* WRITTEN INSTRUCTION
Render these lines as a Markdown table with the columns "No." and "Line", one row per line, skipping blank lines and leaving out the pictures.

* start *

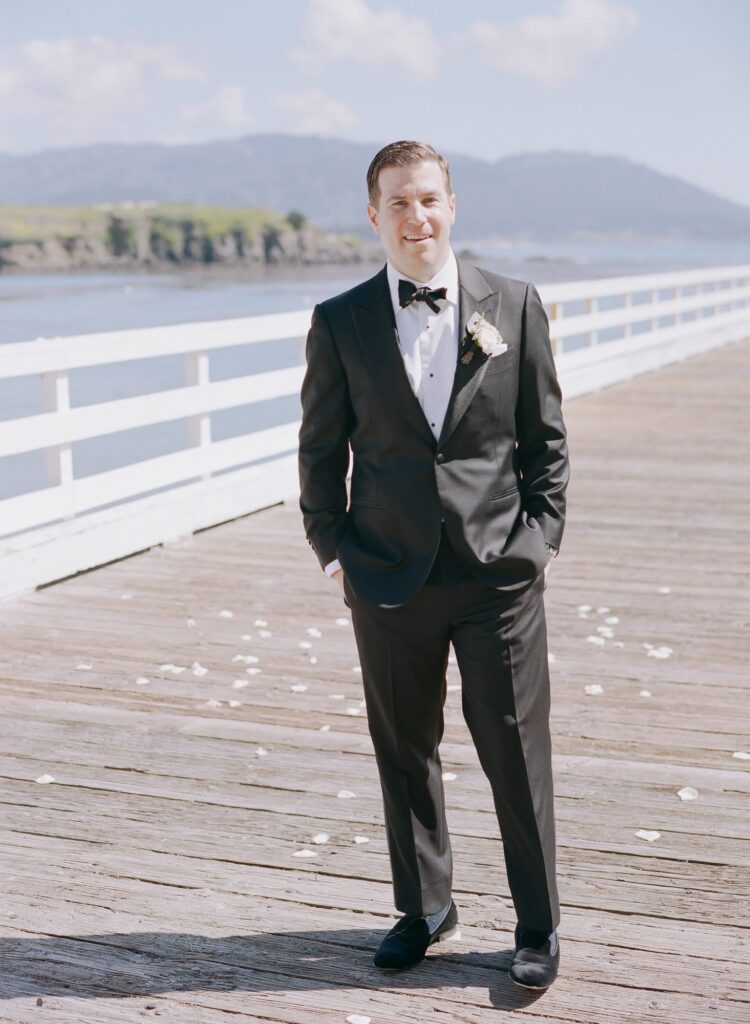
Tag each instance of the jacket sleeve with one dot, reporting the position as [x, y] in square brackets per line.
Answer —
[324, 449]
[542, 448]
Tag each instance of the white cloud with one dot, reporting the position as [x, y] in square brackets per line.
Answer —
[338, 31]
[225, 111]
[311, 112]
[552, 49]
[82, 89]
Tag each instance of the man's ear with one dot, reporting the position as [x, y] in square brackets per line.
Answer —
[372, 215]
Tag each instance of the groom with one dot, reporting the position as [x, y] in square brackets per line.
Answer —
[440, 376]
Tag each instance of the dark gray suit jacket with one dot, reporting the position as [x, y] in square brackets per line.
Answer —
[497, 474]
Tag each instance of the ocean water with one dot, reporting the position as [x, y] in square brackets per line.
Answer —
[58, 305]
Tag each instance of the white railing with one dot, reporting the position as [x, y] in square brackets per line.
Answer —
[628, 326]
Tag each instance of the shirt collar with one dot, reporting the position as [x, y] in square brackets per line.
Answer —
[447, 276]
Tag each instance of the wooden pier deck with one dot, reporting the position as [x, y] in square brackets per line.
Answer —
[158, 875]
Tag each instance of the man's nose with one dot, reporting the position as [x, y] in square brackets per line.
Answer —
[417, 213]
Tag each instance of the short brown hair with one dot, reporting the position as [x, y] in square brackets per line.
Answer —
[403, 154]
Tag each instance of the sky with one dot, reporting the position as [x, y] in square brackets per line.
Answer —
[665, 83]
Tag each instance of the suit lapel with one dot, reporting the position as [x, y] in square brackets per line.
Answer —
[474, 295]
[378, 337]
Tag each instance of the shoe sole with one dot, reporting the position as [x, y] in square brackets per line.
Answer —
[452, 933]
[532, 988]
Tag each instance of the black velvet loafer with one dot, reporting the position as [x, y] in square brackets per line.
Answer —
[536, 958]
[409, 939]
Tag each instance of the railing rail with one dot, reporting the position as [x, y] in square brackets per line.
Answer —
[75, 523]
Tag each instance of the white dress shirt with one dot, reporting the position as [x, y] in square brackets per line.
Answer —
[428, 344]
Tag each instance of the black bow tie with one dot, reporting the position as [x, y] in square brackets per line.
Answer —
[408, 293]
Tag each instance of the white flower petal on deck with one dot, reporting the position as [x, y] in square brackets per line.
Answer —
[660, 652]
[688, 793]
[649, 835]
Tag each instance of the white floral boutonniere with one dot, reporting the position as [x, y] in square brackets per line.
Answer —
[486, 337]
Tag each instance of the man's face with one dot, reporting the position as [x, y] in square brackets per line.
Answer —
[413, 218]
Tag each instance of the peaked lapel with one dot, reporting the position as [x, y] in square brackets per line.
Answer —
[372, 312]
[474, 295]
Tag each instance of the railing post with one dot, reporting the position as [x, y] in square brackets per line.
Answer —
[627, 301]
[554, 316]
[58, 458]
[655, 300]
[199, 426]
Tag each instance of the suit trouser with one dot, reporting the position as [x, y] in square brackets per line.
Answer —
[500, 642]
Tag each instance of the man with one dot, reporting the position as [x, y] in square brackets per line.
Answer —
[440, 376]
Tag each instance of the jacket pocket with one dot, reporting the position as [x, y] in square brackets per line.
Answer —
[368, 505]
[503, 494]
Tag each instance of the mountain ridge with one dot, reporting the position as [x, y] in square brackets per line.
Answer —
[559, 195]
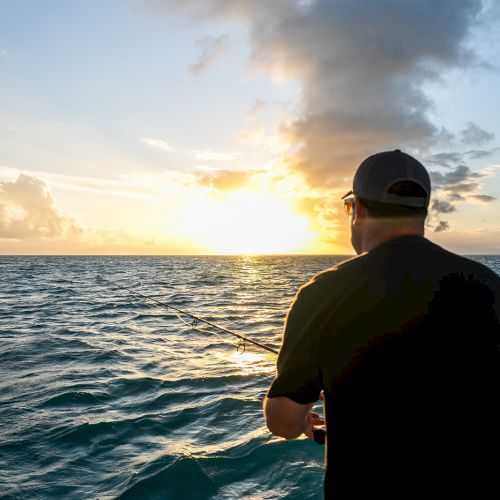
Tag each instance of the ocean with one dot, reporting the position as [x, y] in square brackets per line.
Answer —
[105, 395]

* end *

* RESPONSE TO THIS TASK
| No. | Line |
|---|---|
| 1 | Tag each instance of the jacket sleeve with one dot, reporting the position as [x, y] in square brackets per line. |
| 2 | Answer — |
| 3 | [324, 449] |
| 4 | [542, 448] |
| 5 | Tag each instance of the white cloud with one dot, reporting the position as [x, y] in square brackets per line. |
| 6 | Answer — |
| 7 | [338, 31] |
| 8 | [225, 111] |
| 9 | [311, 112] |
| 10 | [552, 49] |
| 11 | [82, 89] |
| 12 | Tag each instance of the man's ear with one dot, reporting the position as [x, y] in square brackets per line. |
| 13 | Answer — |
| 14 | [372, 215] |
| 15 | Tag each instance of the groom with one dot, reporting the position as [x, y] in square brackets per line. |
| 16 | Answer — |
| 17 | [440, 376] |
| 18 | Tag each instance of the dark gray suit jacket with one dot, reporting the position as [x, y] in square brackets per line. |
| 19 | Answer — |
| 20 | [497, 474] |
| 21 | Tag each instance of the ocean water with one dot, reporting the position as [x, y] in square brackets per line. |
| 22 | Answer — |
| 23 | [58, 305] |
| 24 | Tag each instance of the white railing with one dot, reporting the position as [x, y] in square brackets per line. |
| 25 | Answer — |
| 26 | [628, 326] |
| 27 | Tag each instance of the shirt collar with one dot, reporting the position as [x, y] in square brackets per line. |
| 28 | Answer — |
| 29 | [447, 276] |
| 30 | Tag each instance of the wooden pier deck with one dot, reporting the position as [x, y] in square brackets per line. |
| 31 | Answer — |
| 32 | [158, 875] |
| 33 | Tag each instance of the man's nose with one dot, reporting the position as [x, y] in square brackets per line. |
| 34 | Answer — |
| 35 | [417, 213] |
| 36 | Tag each instance of the short brown hair with one dot, reporting the position as [x, y] in square brackets per line. |
| 37 | Answer — |
| 38 | [403, 154] |
| 39 | Tag each instance of the sky with one dot, reporting the position as [x, y] in square brackets per line. |
| 40 | Answer — |
| 41 | [665, 83] |
| 42 | Tag each instance of the suit lapel with one dot, reporting the position as [x, y] in square brackets per line. |
| 43 | Answer — |
| 44 | [474, 295] |
| 45 | [378, 337] |
| 46 | Tag each instance of the shoe sole with one dot, reporting the position as [x, y] in square brackets per line. |
| 47 | Answer — |
| 48 | [452, 933] |
| 49 | [532, 988] |
| 50 | Tag each instance of the black velvet loafer with one dot, reporting the position as [x, y] in square brackets per line. |
| 51 | Answer — |
| 52 | [536, 958] |
| 53 | [409, 939] |
| 54 | Tag each instance of the railing rail with one dot, reporting the position as [x, y] in square brackets per line. |
| 55 | Answer — |
| 56 | [75, 523] |
| 57 | Tag each instance of the white dress shirt with one dot, reporting the position as [x, y] in square brackets per line. |
| 58 | Answer — |
| 59 | [428, 344] |
| 60 | Tag each instance of the black bow tie with one dot, reporting the position as [x, y] in square brackets per line. |
| 61 | Answer — |
| 62 | [408, 293] |
| 63 | Tag each instance of the white flower petal on deck with one dot, reporting the position as [x, y] in square brackets per line. |
| 64 | Answer — |
| 65 | [660, 652] |
| 66 | [688, 793] |
| 67 | [649, 835] |
| 68 | Tag each instance of the white floral boutonniere with one dot, reporting the position as [x, y] in square brackets per line. |
| 69 | Answer — |
| 70 | [486, 337] |
| 71 | Tag each instance of the man's face with one dot, reporting the position as [x, y] in square brackets per line. |
| 72 | Answer — |
| 73 | [413, 218] |
| 74 | Tag each instance of the peaked lapel with one dot, reporting the position as [x, y] in square brackets per line. |
| 75 | Answer — |
| 76 | [372, 312] |
| 77 | [474, 295] |
| 78 | Tag each instance of the railing post with one dot, reporting the position as [x, y] in square brackets per line. |
| 79 | Answer — |
| 80 | [627, 301] |
| 81 | [554, 316] |
| 82 | [58, 458] |
| 83 | [655, 300] |
| 84 | [199, 426] |
| 85 | Tag each instance of the suit trouser with one dot, reporting the position as [x, y] in square brackets per line. |
| 86 | Answer — |
| 87 | [500, 642] |
| 88 | Tag each instance of the man with one dot, reporting the position as [x, y] in square brackets per line. |
| 89 | Answer — |
| 90 | [440, 376] |
| 91 | Tag each instance of the jacket pocket with one dot, reporting the position as [x, y] in square brackets per line. |
| 92 | Answer — |
| 93 | [368, 505] |
| 94 | [503, 494] |
| 95 | Tag each instance of the mountain ridge with one dot, reporting the position as [x, y] in square brackets per line. |
| 96 | Answer — |
| 97 | [559, 195] |
| 98 | Tag each instance of the ocean with one dot, reporting the position as [x, y] in square brackets per line. |
| 99 | Answer — |
| 100 | [105, 395] |